Can you quote the lines below exactly, starting at the line with "Set-play tagging: locate each instance of the forehead" and going through the last one?

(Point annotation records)
++++++++
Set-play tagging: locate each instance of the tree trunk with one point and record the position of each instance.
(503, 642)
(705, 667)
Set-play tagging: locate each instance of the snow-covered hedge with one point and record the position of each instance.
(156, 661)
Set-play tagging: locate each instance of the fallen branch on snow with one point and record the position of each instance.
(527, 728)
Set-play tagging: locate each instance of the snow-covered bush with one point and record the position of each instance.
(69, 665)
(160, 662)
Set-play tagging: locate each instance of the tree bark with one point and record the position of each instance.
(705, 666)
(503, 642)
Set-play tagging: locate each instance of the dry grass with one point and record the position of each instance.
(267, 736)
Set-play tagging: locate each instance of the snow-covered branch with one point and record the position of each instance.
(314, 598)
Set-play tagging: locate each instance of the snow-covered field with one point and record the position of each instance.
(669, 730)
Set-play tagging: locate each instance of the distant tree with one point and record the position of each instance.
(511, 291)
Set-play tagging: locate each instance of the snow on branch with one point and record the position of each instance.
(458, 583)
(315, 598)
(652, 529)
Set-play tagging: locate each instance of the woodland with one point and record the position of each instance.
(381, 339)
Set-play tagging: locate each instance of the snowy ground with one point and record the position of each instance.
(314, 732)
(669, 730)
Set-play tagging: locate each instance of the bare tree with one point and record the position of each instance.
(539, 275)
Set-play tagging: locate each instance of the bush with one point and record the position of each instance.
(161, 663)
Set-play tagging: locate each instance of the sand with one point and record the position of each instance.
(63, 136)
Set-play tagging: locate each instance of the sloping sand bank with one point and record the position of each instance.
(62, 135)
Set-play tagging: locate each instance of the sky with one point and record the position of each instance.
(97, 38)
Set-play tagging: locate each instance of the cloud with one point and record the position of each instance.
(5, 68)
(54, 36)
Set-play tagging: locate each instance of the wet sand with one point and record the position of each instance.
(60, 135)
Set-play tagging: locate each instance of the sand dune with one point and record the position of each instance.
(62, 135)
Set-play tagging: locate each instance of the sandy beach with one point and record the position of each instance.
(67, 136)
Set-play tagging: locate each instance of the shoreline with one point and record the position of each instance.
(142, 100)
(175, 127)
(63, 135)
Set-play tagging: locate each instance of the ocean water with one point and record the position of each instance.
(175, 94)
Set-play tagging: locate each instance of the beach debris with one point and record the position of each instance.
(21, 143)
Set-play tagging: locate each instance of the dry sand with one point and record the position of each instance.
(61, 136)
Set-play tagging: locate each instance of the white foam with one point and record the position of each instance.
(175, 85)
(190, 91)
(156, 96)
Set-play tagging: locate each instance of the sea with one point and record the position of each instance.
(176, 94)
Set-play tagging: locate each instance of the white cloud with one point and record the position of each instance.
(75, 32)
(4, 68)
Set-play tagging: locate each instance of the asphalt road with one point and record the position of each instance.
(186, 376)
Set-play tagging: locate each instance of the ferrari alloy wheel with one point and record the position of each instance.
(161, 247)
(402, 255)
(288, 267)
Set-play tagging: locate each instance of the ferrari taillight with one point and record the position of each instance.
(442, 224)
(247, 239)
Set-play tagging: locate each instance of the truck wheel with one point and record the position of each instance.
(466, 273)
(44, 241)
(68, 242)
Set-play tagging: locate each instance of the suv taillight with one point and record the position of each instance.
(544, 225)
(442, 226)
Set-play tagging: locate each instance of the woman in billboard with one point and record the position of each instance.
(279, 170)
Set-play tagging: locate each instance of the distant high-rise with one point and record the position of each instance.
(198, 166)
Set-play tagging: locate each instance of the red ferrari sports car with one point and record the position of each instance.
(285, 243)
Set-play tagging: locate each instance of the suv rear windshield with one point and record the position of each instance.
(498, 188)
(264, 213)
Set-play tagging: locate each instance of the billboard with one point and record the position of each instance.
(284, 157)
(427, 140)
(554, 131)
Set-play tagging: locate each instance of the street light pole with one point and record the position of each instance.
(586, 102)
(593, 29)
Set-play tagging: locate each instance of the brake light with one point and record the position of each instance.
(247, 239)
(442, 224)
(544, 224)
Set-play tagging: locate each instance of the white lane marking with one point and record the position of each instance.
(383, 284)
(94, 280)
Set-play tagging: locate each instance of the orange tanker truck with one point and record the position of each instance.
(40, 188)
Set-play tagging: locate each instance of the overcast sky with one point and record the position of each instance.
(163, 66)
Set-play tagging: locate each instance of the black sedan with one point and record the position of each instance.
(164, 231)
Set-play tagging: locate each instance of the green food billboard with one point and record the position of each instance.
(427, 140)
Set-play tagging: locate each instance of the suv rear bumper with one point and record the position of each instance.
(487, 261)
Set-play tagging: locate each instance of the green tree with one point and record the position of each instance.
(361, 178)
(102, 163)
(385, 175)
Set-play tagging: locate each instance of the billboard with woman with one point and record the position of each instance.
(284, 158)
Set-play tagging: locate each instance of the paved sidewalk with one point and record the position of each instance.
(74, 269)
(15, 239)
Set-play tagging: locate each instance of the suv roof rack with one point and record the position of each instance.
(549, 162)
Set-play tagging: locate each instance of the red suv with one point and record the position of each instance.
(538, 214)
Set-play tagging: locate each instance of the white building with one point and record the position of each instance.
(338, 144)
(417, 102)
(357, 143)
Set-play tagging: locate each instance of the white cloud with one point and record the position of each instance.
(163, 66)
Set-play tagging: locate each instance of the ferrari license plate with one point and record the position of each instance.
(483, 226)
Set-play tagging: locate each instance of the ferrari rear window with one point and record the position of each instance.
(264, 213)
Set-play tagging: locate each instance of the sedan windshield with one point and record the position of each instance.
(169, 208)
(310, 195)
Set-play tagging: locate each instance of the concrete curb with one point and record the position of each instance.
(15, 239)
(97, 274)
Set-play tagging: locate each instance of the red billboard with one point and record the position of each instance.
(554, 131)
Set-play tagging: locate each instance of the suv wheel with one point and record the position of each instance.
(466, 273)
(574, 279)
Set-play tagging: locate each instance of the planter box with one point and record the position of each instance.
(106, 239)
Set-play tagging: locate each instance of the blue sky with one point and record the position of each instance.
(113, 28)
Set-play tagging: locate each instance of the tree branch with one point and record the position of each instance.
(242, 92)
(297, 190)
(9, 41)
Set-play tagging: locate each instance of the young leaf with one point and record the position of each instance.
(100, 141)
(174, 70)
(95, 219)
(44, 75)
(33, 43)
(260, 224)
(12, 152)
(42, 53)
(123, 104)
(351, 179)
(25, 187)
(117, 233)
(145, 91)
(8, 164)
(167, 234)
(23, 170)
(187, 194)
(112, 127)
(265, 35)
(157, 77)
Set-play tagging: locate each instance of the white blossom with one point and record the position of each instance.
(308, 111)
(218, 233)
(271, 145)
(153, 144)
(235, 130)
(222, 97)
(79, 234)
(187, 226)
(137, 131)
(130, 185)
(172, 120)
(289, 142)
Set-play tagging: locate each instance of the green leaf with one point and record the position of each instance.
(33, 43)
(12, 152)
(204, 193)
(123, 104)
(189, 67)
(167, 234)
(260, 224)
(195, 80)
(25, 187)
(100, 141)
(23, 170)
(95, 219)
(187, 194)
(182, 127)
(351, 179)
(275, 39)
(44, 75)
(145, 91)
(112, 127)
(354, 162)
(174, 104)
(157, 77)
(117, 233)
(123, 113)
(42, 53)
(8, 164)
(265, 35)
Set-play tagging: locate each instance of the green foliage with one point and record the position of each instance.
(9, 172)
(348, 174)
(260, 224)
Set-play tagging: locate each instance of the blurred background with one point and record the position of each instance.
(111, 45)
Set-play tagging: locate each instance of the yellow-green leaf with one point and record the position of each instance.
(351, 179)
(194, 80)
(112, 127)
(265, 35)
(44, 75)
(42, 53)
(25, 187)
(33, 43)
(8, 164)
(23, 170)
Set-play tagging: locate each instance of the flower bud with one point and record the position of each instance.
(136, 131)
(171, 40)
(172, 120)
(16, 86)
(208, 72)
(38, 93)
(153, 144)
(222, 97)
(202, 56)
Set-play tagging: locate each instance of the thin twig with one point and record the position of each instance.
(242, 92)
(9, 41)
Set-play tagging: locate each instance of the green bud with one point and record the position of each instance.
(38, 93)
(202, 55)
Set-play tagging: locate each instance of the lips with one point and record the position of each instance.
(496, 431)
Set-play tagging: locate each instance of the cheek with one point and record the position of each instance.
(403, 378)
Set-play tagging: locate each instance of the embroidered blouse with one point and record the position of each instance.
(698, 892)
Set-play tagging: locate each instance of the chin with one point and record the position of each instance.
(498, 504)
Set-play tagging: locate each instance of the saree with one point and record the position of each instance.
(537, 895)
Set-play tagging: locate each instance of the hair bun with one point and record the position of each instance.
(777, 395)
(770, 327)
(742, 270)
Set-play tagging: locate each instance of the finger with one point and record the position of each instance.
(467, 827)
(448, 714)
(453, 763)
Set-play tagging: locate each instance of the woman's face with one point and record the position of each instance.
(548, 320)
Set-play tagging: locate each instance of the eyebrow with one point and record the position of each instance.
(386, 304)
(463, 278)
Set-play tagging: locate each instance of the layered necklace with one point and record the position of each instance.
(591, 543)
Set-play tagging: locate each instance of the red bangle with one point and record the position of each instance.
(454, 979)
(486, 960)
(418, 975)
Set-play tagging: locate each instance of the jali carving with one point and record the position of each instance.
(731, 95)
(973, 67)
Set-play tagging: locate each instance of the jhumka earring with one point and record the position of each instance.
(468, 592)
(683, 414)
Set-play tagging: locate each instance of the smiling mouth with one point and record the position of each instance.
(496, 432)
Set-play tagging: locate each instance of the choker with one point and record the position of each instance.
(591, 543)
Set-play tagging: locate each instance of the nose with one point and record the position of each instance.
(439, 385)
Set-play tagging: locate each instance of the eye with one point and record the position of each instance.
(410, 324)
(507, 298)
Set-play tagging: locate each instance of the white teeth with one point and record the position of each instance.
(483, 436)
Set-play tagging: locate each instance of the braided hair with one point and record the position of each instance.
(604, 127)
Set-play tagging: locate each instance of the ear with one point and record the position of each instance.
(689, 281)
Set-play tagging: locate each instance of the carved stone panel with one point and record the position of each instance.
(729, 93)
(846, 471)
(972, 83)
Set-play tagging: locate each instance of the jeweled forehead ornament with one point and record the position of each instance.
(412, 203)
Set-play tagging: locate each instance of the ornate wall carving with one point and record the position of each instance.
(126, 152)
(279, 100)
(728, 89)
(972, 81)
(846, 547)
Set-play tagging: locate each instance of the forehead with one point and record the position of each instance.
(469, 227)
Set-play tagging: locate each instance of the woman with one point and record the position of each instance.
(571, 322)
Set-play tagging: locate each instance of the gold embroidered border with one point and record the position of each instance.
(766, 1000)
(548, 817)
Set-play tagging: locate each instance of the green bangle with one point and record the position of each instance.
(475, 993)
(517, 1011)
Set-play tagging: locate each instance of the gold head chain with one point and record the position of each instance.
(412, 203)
++++++++
**Solution to the exercise**:
Set-play tagging: locate each instance of the forehead with one point and record the position of each instance.
(469, 227)
Set-play tagging: locate each instance of the woman with one point and record the position of each instance.
(571, 322)
Set-play tagging: locate each instance of the gold embroidered border with one point and record the position of each instance.
(766, 1000)
(548, 817)
Set-play tagging: locate each instance of the green bangle with one point and record the position of each instance.
(475, 993)
(517, 1011)
Set-play tagging: locate each instance of the gold head chain with one point and record the position of each instance.
(412, 203)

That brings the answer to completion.